Annotation records:
● ● ●

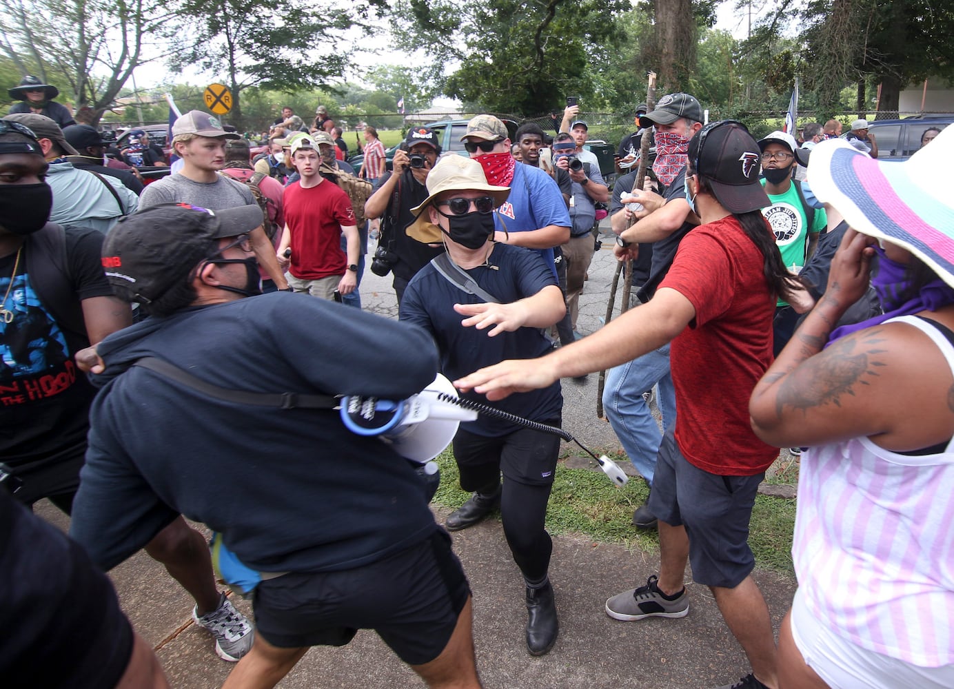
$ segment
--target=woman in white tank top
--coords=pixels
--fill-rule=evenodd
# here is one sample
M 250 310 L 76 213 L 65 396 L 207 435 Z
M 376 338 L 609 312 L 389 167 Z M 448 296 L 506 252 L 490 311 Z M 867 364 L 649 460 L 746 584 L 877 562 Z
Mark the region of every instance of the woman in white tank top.
M 851 229 L 749 406 L 763 440 L 809 448 L 781 687 L 954 687 L 954 193 L 939 173 L 954 128 L 938 143 L 903 163 L 838 141 L 811 154 L 808 184 Z M 834 329 L 872 273 L 884 314 Z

● ● ●

Reproduce all of the rows above, substituting "man in dark jacket" for every occurrence of "woman in white tank top" and leaving everything else unchanged. Omit the pictures from your reproduction.

$ segment
--target=man in dark jacket
--coords=pixels
--fill-rule=evenodd
# here is one sample
M 250 310 L 76 213 L 65 396 L 207 435 Z
M 376 338 L 609 312 L 389 167 Z M 448 296 L 506 252 L 490 311 Z M 867 364 L 649 460 L 746 584 L 877 562 Z
Mark the region of every instance of the man in dark jacket.
M 851 229 L 749 406 L 763 440 L 809 448 L 781 687 L 954 687 L 954 193 L 939 173 L 954 128 L 938 143 L 903 163 L 838 141 L 811 154 L 808 184 Z M 834 329 L 872 273 L 884 314 Z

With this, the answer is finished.